### ЗАДАНИЕ
Перепишите из текста писем всё от «Одним словом, все» и до «прийти за ними.», заменив «печку» на «камин».

### ИЗВЛЕЧЁННЫЙ ТЕКСТ

В Вашем письме есть слово, написанное одной буквой, а <я> не пишу ни одной, — Вы и так понимаете и видите.

Иногда я бываю у Ваших окон, смотрю, как кто-нибудь выходит из дверей дома. Двери так же блестят тогда, как прежде, — и это тоже очень больно, но что же делать? Ваши письма с первого до последнего я храню, как святыню. Пришлите Вашу теперешнюю карточку, прошу Вас. Лепестки роз в письмо вкладывать было жестоко, по меньшей мере. Будете Вы еще писать мне? Прошу Вас теперь писать прямо на мой адрес, Вы должны знать, что никто, кроме меня, писем читать не будет, а перечитывать их, думать, вспоминать, тосковать и… целовать эти благоуханные письма тоже буду один я…

Одним словом, все это и глупо, и молодо, и нужно бросить в печку, но ничего другого я писать не хочу и нисколько от всего, что написано, не отрекаюсь. Если бы Вы знали, как нервы раздерганы, и тоска какая здесь, и как все скверно и грустно, и хочется обнять Ваши колени и «зарыдать у Ваших ног»… Смейтесь, а мне вовсе не смешно.

Вы напишете ответ и пришлете карточку?

Напишете на карточке хоть одно слово? Все равно что, — я буду только видеть Ваш почерк, и слышать знакомый голос, и думать, думать, думать…

Может быть, моя карточка напомнит Вам лучшее время?

5. Отцу. 1 декабря 1900. Петербург

Милый папа!

Благодарю Вас за переданные мне дядей Петей 250 рублей, которые я получил вчера, потому что несколько дней не собрался прийти за ними.

### ПЕРЕЧЕНЬ МАТЕРИАЛА
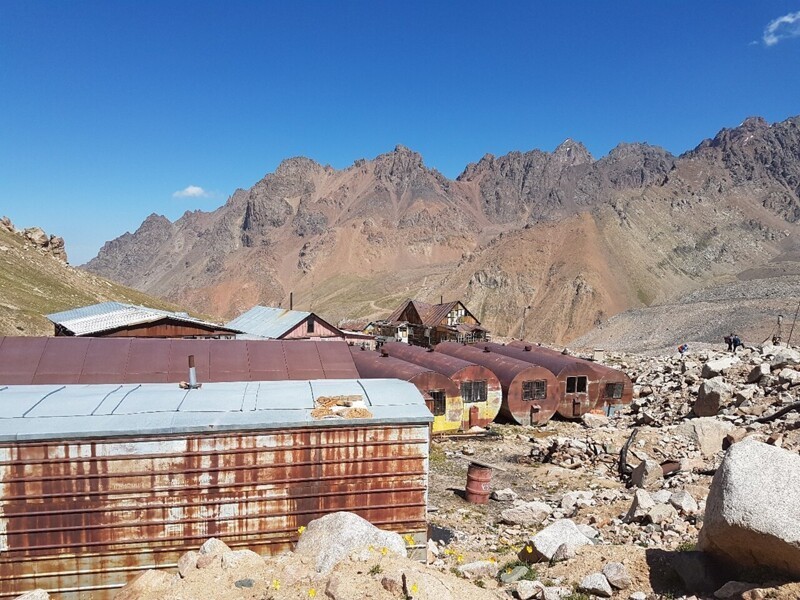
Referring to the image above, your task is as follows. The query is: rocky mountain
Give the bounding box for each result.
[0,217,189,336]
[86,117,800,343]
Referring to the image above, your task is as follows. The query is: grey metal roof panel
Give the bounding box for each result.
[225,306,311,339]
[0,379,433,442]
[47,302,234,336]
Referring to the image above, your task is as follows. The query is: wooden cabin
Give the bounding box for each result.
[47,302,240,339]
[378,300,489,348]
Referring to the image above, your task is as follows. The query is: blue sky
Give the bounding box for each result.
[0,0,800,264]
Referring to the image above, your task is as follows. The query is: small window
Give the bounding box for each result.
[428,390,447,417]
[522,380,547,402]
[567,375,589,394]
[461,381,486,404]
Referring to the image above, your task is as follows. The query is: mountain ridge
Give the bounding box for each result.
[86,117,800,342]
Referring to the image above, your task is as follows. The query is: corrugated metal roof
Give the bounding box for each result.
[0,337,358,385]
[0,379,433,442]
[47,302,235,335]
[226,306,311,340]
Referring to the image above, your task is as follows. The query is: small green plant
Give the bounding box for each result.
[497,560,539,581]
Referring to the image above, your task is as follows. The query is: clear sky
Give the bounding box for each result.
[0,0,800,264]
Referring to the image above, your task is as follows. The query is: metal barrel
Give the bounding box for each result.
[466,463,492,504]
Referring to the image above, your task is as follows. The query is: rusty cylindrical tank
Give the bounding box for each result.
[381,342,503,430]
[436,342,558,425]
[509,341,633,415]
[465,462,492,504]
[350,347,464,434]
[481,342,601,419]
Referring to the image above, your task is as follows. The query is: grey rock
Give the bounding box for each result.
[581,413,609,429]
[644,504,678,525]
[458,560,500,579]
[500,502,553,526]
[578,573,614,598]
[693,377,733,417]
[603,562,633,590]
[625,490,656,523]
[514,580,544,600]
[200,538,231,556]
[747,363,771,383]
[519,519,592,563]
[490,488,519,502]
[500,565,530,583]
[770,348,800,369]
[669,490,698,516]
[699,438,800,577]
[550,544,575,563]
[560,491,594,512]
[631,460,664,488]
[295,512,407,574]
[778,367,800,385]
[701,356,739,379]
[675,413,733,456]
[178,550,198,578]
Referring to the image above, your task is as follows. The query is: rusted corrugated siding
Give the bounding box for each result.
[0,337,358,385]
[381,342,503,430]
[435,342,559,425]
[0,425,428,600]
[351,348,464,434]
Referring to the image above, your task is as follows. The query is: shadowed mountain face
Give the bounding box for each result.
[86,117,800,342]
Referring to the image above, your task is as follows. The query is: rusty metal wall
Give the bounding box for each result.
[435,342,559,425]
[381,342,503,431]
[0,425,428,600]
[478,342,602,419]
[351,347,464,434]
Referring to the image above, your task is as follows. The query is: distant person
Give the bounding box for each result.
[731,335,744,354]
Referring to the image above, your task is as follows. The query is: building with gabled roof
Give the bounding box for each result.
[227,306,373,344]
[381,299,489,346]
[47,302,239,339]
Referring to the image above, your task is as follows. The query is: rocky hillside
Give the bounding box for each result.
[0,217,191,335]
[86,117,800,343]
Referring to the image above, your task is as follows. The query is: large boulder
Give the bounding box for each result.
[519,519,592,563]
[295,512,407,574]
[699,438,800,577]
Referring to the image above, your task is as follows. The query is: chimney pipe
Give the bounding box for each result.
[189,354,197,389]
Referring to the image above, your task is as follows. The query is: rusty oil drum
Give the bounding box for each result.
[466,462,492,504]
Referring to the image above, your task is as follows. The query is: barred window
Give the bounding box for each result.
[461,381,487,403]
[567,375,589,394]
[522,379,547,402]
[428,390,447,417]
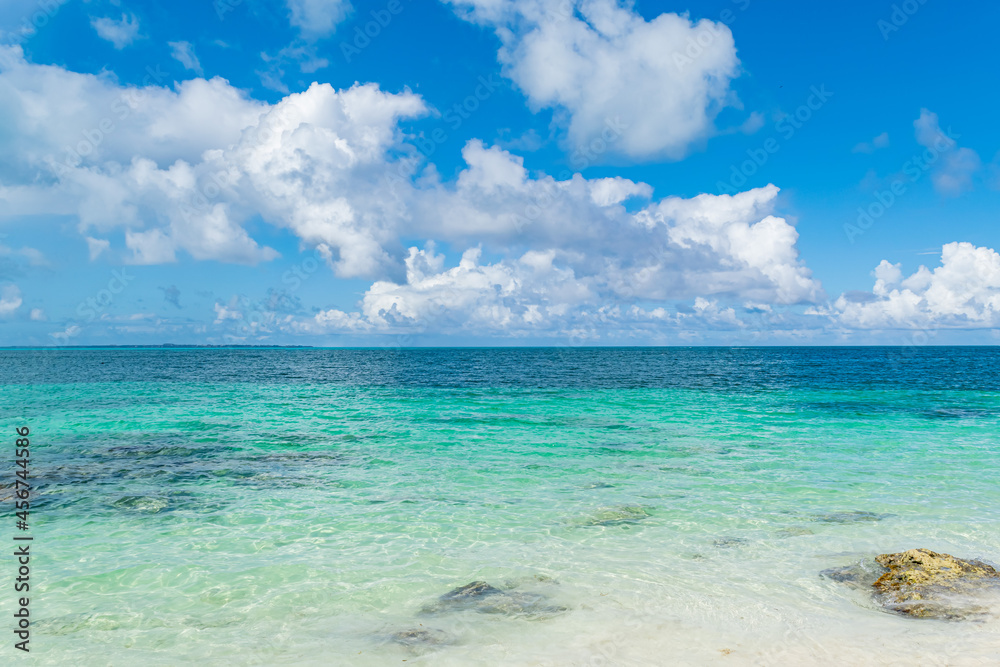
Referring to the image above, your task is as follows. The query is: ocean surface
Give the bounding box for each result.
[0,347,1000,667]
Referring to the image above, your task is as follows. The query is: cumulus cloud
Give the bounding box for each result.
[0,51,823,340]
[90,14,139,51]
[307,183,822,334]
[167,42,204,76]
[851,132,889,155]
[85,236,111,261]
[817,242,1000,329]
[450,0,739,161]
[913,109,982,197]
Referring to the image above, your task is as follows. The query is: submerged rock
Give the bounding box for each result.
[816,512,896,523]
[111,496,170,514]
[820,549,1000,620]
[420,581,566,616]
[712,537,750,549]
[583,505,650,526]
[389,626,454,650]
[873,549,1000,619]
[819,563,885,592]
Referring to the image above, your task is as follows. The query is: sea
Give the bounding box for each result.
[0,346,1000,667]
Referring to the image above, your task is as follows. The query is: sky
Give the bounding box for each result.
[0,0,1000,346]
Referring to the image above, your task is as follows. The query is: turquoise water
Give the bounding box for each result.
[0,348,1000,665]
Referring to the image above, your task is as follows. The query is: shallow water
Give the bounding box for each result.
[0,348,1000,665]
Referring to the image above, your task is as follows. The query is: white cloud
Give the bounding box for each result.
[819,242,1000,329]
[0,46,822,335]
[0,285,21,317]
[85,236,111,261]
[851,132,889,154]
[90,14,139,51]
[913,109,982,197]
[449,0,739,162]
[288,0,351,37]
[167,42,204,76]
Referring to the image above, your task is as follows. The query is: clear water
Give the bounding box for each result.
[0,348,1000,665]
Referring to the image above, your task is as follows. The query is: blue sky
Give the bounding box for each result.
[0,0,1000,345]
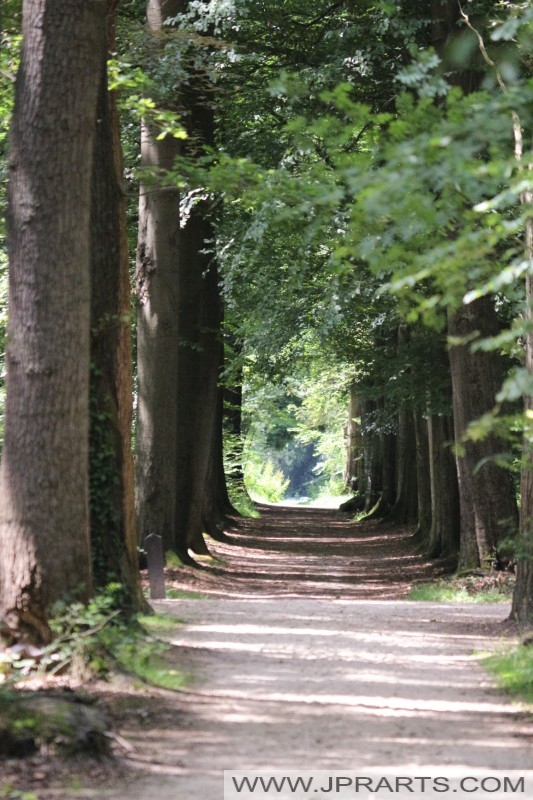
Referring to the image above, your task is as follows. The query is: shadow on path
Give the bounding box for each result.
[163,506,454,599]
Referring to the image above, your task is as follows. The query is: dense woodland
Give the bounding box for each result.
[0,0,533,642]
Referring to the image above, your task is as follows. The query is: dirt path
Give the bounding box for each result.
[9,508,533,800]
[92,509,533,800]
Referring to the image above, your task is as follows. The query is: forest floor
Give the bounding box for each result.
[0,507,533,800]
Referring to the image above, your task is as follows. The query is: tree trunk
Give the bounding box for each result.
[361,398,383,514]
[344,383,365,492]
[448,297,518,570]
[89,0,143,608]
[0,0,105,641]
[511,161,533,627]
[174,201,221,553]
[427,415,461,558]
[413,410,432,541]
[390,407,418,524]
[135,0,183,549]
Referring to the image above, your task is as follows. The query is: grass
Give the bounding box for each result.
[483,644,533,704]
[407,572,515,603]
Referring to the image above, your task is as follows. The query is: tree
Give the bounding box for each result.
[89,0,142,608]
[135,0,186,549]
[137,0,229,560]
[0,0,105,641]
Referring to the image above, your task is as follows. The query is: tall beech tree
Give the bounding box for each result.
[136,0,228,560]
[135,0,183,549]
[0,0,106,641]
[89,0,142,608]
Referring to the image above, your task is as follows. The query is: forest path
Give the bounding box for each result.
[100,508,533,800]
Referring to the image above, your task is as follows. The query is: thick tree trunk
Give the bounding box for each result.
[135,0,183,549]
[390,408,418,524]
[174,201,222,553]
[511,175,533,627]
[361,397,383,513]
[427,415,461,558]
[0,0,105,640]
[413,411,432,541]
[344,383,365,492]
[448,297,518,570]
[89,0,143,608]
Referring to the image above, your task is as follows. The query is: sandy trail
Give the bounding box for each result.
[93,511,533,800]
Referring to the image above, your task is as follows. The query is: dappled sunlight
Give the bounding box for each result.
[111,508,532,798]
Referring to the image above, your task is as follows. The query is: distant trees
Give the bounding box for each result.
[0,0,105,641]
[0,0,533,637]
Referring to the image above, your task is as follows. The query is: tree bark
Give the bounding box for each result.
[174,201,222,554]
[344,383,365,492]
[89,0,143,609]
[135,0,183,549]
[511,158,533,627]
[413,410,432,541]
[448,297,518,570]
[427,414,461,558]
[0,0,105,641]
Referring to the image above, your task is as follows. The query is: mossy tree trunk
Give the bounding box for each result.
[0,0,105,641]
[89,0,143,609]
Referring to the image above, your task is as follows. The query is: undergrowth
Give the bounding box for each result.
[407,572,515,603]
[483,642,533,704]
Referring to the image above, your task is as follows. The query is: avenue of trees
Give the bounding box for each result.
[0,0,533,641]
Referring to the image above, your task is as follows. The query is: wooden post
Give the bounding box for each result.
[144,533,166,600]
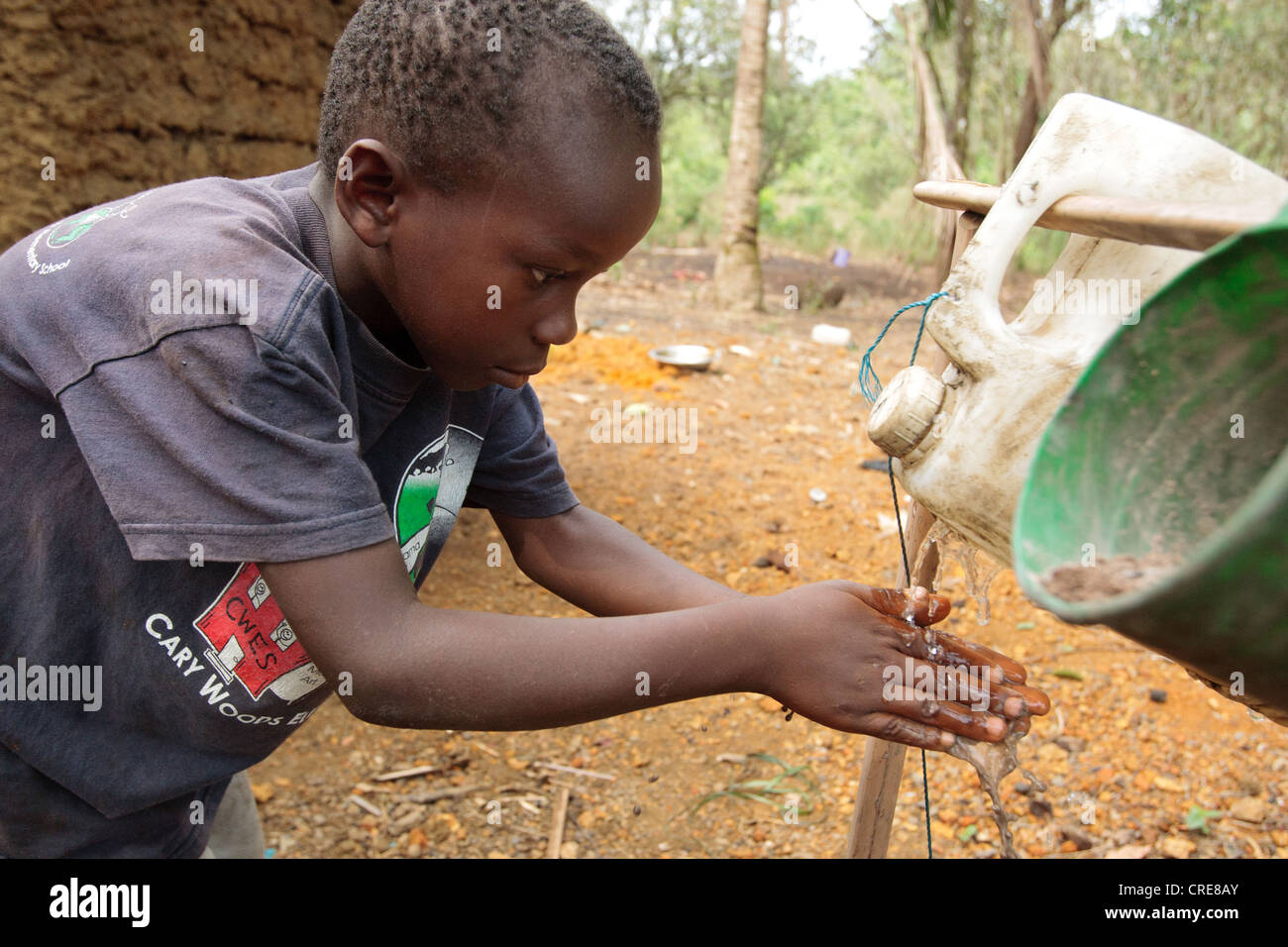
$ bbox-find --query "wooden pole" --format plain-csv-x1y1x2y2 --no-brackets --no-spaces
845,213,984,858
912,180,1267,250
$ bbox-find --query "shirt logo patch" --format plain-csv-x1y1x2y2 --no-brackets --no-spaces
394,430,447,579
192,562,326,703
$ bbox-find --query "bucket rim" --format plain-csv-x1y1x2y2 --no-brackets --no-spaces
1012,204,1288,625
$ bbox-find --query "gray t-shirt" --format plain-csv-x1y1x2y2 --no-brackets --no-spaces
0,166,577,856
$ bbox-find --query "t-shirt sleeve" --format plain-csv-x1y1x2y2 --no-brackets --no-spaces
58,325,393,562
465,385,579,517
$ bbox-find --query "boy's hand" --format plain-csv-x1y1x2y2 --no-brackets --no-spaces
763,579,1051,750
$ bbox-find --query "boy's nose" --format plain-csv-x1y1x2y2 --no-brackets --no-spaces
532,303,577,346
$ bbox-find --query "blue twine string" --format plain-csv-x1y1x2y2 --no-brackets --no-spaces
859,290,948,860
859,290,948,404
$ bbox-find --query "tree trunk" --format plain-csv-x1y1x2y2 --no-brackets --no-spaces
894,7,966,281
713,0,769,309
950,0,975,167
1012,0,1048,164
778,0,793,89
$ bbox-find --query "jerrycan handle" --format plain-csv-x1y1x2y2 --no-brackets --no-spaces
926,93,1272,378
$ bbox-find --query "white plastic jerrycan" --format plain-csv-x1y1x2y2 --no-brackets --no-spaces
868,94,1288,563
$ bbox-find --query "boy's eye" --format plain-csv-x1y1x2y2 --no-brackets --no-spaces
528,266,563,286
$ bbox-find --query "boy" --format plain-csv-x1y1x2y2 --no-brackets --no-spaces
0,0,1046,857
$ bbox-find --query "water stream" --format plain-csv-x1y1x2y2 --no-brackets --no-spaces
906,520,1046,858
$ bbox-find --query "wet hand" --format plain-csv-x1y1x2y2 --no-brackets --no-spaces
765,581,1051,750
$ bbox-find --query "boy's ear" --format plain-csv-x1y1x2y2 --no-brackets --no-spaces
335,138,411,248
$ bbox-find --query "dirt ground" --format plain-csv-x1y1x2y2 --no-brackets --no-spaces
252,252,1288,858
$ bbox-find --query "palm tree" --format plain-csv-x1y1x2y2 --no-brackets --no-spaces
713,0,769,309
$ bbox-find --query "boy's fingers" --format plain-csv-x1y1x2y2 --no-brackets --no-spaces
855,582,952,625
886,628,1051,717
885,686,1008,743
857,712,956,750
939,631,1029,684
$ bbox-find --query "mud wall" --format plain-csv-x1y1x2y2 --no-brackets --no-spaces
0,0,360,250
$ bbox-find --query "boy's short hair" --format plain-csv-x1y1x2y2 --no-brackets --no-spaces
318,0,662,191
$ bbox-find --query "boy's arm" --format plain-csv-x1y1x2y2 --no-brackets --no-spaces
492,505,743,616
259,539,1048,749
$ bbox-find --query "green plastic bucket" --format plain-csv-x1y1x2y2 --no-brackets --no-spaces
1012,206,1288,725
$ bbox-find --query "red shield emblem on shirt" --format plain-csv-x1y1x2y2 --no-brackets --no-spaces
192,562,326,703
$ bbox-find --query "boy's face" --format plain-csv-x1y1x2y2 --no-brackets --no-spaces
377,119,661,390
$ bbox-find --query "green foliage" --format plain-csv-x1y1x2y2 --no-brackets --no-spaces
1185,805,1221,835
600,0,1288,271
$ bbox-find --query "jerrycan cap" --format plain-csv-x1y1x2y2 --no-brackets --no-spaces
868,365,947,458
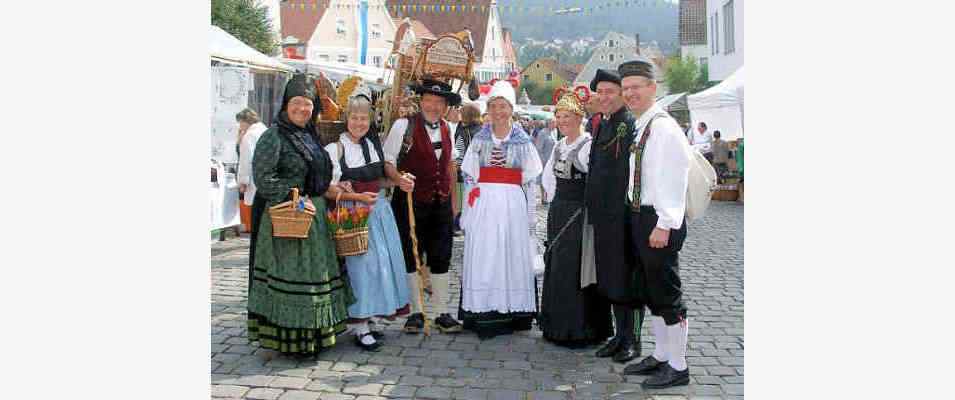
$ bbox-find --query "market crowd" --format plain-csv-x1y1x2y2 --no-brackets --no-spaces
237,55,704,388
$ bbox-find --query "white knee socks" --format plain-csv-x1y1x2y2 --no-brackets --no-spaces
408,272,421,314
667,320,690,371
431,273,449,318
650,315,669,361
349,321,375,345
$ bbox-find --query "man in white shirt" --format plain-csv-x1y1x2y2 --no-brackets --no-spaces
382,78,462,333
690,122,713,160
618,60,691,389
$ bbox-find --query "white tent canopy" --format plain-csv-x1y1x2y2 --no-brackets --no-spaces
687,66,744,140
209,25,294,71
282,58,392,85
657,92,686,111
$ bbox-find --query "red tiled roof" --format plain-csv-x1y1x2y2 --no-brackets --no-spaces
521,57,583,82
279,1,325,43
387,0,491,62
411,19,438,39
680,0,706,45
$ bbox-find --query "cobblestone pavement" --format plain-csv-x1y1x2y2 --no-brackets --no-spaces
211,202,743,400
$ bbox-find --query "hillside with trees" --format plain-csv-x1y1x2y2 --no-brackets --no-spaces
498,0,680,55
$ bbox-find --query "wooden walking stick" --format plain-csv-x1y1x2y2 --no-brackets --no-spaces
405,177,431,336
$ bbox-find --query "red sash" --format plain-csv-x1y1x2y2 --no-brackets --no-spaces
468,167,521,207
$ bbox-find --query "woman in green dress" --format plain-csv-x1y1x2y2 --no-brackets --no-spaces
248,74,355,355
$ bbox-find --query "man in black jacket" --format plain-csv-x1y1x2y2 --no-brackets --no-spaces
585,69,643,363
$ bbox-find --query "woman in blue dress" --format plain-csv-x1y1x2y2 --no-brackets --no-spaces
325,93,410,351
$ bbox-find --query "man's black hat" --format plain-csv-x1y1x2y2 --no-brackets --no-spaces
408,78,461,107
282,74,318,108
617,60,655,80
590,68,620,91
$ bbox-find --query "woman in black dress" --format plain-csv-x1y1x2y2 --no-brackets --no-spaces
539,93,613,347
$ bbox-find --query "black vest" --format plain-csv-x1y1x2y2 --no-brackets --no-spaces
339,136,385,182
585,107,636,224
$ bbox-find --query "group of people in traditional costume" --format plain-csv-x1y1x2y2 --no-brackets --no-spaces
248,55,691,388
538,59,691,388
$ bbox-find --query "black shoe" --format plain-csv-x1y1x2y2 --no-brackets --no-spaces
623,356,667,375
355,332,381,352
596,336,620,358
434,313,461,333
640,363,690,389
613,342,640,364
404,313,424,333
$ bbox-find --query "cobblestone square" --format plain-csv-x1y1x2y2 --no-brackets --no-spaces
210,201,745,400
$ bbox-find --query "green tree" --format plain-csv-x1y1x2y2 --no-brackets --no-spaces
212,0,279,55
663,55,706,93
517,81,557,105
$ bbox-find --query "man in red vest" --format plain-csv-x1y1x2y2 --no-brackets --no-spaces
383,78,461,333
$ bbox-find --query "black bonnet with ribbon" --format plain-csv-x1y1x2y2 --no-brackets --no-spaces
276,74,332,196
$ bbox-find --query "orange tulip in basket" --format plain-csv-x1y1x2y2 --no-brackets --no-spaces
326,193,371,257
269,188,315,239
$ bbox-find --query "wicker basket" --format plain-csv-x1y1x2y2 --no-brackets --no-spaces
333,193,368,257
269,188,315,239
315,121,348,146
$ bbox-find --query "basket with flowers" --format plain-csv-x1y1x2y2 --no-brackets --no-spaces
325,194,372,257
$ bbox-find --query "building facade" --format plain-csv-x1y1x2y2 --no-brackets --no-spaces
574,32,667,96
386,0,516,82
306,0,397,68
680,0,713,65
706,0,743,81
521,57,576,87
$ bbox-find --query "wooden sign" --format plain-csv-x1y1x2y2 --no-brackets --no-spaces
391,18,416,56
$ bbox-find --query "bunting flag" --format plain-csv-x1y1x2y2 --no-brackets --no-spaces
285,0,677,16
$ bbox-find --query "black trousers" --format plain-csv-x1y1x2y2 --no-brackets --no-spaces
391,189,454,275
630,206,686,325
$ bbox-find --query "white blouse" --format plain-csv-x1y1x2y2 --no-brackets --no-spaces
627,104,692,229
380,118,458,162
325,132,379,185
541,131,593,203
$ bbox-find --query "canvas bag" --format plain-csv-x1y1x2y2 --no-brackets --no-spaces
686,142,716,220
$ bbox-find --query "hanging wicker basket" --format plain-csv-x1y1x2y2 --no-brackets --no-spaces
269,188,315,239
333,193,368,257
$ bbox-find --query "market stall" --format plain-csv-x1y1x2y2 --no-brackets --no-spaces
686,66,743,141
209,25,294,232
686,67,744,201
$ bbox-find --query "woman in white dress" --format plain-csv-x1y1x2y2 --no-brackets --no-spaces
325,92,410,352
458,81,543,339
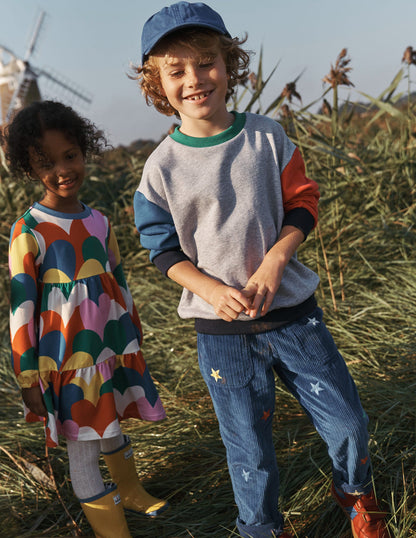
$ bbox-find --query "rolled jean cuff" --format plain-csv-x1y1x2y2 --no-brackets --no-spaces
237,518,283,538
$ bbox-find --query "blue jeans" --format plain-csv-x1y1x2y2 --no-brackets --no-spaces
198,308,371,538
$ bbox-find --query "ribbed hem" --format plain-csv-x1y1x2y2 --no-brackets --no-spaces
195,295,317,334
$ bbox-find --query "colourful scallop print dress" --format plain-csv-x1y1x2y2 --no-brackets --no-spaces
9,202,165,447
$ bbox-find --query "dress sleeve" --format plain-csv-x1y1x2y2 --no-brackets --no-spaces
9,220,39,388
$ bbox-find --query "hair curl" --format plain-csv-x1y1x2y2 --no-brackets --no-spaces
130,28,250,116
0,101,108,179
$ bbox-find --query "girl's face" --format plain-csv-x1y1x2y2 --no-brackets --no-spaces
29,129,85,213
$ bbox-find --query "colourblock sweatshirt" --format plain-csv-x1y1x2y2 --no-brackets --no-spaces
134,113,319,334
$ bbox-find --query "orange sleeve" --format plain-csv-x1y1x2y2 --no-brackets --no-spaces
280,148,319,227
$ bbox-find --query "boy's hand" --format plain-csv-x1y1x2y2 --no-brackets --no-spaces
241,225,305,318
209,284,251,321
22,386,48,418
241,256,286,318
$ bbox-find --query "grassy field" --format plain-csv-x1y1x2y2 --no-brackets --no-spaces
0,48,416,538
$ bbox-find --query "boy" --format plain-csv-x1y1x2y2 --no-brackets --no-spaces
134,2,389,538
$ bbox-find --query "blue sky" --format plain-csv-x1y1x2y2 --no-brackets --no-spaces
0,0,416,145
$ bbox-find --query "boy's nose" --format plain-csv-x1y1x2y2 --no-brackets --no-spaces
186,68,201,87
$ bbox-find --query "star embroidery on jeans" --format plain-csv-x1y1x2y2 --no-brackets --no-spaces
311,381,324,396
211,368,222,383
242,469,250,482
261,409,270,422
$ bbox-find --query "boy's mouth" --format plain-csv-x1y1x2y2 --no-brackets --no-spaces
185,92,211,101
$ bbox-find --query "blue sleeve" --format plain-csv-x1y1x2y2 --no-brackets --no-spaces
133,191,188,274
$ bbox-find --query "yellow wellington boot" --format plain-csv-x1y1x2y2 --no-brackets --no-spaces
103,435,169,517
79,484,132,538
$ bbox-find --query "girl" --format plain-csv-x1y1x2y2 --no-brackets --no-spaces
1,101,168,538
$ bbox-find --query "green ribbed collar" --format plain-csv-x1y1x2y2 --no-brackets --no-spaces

### ОЖИДАЕМЫЙ ОТВЕТ
Одним словом, все это и глупо, и молодо, и нужно бросить в камин, но ничего другого я писать не хочу и нисколько от всего, что написано, не отрекаюсь. Если бы Вы знали, как нервы раздерганы, и тоска какая здесь, и как все скверно и грустно, и хочется обнять Ваши колени и «зарыдать у Ваших ног»… Смейтесь, а мне вовсе не смешно.

Вы напишете ответ и пришлете карточку?

Напишете на карточке хоть одно слово? Все равно что, — я буду только видеть Ваш почерк, и слышать знакомый голос, и думать, думать, думать…

Может быть, моя карточка напомнит Вам лучшее время?

5. Отцу. 1 декабря 1900. Петербург

Милый папа!

Благодарю Вас за переданные мне дядей Петей 250 рублей, которые я получил вчера, потому что несколько дней не собрался прийти за ними.